_What you should do_: Report back every line of the entries that contains "below", exactly as written.

Referring expression data:
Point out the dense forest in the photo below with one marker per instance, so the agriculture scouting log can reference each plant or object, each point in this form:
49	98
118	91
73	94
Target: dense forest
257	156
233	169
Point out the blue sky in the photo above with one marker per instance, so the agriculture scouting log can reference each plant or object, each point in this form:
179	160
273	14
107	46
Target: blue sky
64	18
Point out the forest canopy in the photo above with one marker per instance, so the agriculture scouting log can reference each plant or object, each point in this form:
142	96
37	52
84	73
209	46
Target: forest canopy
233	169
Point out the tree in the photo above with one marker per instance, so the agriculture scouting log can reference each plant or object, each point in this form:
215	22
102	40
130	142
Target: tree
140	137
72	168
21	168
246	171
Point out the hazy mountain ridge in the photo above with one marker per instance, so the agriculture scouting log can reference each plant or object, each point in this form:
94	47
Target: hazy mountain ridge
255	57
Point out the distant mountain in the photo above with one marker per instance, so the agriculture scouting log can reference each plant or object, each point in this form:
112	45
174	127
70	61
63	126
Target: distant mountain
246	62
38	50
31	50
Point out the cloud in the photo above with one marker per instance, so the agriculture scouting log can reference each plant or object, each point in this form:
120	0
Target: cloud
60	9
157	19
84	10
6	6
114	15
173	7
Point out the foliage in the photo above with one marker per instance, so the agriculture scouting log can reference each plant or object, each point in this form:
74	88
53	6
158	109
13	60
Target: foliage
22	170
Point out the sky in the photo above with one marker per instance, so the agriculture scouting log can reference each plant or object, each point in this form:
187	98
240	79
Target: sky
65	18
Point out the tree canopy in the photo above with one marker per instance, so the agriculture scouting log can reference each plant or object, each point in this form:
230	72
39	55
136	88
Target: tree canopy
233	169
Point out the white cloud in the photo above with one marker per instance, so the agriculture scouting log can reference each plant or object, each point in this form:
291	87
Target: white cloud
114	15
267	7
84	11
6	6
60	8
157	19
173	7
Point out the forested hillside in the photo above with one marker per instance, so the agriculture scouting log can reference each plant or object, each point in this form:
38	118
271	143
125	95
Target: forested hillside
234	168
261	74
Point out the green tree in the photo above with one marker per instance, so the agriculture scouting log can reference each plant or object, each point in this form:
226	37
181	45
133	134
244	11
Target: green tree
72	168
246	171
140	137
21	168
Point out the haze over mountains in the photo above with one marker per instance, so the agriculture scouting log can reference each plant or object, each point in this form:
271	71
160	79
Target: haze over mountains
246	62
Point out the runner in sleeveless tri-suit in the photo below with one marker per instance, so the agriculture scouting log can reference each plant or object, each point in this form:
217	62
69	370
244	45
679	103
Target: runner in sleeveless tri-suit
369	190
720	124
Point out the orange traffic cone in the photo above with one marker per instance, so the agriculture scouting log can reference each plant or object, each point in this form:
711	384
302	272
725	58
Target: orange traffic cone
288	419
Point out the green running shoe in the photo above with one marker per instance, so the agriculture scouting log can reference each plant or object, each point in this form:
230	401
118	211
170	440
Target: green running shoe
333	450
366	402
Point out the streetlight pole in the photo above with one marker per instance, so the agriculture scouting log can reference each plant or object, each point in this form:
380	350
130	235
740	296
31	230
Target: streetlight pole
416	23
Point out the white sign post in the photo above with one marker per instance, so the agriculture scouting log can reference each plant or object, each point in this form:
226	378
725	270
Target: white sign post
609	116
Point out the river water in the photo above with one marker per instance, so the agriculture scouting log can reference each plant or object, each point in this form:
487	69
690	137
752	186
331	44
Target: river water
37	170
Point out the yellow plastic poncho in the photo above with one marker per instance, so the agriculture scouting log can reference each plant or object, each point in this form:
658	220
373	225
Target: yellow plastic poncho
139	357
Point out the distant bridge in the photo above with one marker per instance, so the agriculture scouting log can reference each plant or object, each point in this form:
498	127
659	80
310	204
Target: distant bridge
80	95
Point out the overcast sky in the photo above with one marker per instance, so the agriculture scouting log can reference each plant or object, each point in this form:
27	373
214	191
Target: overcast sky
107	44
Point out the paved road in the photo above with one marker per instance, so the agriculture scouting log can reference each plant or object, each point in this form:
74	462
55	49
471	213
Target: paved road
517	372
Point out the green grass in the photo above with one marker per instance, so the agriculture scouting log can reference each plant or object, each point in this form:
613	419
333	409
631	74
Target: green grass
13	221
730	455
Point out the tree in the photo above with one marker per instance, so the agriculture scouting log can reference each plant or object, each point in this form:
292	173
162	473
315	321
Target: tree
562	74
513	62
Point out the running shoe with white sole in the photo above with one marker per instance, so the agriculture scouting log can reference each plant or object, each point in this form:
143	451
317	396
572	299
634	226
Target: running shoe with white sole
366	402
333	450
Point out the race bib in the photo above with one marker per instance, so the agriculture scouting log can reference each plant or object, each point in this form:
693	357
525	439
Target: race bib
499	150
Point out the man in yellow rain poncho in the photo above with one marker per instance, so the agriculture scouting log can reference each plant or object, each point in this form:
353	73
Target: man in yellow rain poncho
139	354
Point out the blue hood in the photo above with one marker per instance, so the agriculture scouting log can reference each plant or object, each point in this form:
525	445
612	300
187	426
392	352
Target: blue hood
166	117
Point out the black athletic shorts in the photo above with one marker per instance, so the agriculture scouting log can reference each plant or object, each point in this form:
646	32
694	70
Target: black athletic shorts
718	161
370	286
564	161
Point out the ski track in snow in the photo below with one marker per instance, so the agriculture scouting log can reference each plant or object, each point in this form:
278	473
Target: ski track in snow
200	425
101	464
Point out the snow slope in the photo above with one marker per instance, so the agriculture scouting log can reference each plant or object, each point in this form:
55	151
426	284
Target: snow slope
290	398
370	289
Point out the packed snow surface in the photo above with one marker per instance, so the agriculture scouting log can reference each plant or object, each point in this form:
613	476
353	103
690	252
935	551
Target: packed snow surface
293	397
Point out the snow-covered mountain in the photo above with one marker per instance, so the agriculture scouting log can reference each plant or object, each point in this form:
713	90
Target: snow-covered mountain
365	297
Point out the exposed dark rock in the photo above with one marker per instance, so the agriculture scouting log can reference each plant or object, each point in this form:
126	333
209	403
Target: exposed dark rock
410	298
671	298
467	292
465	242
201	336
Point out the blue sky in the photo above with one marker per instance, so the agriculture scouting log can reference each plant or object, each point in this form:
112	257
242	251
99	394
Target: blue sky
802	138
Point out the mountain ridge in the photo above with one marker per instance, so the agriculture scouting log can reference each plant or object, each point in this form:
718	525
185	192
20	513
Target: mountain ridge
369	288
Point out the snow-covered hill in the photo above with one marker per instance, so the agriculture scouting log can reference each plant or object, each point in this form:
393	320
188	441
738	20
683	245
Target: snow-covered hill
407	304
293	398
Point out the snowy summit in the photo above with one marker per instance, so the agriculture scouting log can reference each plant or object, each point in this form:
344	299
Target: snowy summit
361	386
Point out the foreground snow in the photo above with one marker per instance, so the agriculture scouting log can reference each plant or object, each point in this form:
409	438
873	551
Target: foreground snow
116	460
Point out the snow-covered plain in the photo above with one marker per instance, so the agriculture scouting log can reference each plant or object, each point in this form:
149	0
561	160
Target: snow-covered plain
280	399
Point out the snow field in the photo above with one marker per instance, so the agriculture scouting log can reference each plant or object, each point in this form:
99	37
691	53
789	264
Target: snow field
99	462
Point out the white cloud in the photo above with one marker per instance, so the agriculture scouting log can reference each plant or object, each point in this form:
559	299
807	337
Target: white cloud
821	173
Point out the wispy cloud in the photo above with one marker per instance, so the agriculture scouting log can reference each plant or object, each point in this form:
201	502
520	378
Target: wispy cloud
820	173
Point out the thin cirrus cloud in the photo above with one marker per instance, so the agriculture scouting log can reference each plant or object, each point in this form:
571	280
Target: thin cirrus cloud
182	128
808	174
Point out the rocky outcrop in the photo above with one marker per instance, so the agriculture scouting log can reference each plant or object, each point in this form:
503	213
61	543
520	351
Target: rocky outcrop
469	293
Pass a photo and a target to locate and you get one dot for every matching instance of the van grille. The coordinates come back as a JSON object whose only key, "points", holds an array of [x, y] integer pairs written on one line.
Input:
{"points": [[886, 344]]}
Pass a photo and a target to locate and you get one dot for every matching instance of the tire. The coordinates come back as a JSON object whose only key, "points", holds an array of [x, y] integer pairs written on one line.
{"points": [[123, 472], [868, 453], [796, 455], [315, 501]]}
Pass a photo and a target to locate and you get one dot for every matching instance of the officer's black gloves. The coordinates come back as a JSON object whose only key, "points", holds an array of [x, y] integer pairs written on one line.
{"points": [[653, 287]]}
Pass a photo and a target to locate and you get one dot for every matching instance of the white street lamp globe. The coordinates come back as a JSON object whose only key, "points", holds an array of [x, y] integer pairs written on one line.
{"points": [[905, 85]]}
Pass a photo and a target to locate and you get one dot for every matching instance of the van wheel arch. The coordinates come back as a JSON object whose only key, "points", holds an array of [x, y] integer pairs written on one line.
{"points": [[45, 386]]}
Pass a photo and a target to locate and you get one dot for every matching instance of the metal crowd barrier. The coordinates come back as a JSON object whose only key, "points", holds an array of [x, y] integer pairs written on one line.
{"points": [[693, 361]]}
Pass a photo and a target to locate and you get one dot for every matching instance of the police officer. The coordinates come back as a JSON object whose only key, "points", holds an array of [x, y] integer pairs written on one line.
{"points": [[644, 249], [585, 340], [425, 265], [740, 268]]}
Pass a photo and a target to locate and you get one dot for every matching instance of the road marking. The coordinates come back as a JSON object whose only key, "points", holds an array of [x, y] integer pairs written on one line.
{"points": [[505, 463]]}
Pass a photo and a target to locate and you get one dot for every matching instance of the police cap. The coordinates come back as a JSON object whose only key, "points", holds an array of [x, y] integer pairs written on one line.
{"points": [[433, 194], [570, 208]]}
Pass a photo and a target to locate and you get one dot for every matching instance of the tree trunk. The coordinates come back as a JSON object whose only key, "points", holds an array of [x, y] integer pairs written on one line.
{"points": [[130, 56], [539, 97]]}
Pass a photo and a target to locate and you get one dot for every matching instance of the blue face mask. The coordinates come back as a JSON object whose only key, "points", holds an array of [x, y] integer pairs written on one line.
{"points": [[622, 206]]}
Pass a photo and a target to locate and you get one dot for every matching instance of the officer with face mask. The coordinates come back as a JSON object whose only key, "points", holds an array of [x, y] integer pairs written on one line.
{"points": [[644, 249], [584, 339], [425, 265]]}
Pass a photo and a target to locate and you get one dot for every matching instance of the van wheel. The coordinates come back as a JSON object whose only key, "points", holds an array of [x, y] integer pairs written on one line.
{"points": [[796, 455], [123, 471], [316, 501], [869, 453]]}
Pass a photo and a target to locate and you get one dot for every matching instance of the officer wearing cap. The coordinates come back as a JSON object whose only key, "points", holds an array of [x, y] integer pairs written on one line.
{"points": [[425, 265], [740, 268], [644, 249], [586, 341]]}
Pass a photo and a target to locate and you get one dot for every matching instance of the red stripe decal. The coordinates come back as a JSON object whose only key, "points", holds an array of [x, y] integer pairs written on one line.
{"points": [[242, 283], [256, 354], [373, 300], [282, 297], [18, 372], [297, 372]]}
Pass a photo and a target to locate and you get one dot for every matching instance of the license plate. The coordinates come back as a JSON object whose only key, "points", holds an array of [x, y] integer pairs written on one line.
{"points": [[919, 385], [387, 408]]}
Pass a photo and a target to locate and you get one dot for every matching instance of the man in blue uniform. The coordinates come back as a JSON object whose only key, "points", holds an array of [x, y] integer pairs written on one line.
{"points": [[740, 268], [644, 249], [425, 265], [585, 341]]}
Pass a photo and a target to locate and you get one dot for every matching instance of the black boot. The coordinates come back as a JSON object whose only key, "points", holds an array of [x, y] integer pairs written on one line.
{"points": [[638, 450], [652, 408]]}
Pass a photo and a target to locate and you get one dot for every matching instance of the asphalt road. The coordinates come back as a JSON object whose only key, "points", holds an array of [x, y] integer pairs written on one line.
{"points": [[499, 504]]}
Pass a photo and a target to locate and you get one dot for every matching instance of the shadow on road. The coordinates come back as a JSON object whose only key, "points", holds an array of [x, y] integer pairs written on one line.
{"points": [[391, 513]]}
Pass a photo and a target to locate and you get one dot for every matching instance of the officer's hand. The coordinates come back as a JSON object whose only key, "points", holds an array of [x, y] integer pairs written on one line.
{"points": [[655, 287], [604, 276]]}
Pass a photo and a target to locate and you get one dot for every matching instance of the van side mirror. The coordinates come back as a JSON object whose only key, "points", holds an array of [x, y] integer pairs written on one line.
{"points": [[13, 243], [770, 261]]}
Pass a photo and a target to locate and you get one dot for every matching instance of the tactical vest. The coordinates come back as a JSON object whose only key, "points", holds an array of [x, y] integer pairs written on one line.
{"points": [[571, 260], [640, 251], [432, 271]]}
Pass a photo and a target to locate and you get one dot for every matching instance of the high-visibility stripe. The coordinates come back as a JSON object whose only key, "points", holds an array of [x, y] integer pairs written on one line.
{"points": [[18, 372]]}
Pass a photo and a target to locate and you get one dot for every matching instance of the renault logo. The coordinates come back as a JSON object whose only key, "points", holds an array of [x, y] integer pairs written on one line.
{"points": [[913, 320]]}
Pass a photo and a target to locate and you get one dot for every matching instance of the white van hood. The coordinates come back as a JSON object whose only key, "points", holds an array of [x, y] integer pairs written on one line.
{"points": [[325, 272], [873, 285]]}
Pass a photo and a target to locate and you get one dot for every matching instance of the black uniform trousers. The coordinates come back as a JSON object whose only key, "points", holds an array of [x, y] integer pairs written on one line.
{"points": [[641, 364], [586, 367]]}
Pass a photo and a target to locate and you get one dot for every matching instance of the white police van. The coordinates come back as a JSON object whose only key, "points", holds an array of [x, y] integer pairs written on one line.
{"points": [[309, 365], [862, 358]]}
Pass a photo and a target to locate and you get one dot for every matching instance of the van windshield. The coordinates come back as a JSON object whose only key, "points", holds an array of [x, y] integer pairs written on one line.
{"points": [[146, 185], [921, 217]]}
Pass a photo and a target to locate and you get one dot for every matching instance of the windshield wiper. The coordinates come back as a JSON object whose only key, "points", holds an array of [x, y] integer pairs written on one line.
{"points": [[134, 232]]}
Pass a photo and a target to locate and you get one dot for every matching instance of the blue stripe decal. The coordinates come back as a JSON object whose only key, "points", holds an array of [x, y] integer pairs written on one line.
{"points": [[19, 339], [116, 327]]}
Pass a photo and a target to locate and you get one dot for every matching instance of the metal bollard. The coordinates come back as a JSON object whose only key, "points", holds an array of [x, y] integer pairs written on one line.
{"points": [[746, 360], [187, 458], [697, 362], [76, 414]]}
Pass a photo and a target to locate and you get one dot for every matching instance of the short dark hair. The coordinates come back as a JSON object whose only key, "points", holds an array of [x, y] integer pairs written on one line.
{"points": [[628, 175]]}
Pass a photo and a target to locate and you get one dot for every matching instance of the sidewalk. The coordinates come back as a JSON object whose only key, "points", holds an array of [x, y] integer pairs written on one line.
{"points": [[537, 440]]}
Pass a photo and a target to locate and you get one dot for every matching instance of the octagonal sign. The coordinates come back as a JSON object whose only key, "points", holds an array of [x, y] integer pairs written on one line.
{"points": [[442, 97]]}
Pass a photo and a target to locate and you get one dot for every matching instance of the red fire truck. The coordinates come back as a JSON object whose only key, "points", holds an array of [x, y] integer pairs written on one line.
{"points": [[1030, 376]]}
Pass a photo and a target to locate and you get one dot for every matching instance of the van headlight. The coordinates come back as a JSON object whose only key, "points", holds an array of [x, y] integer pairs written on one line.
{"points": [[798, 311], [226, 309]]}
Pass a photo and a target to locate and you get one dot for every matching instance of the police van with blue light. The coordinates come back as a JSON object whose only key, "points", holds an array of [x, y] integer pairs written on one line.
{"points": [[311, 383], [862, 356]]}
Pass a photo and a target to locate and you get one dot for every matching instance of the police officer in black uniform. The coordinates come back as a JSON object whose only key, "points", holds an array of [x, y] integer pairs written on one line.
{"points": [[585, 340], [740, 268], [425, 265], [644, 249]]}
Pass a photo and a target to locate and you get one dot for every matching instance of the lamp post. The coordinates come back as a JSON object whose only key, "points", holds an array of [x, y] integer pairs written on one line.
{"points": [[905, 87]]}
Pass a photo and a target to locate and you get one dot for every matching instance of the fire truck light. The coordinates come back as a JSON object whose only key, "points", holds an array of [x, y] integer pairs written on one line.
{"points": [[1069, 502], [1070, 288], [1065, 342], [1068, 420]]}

_Task output_:
Point out the dense forest in the photo below with one marker per instance, so the agriculture scouting log can reference each plant or object, each point in this form:
Point out the runner in sleeveless tri-suit in the photo below with one marker per instance, so the agriculture scouting log can reference each plant or object, each point in this form:
Point out the ski track in snow in the photo below with one marker per instance, so the agriculture scouting log can reference each plant or object, each point in this form:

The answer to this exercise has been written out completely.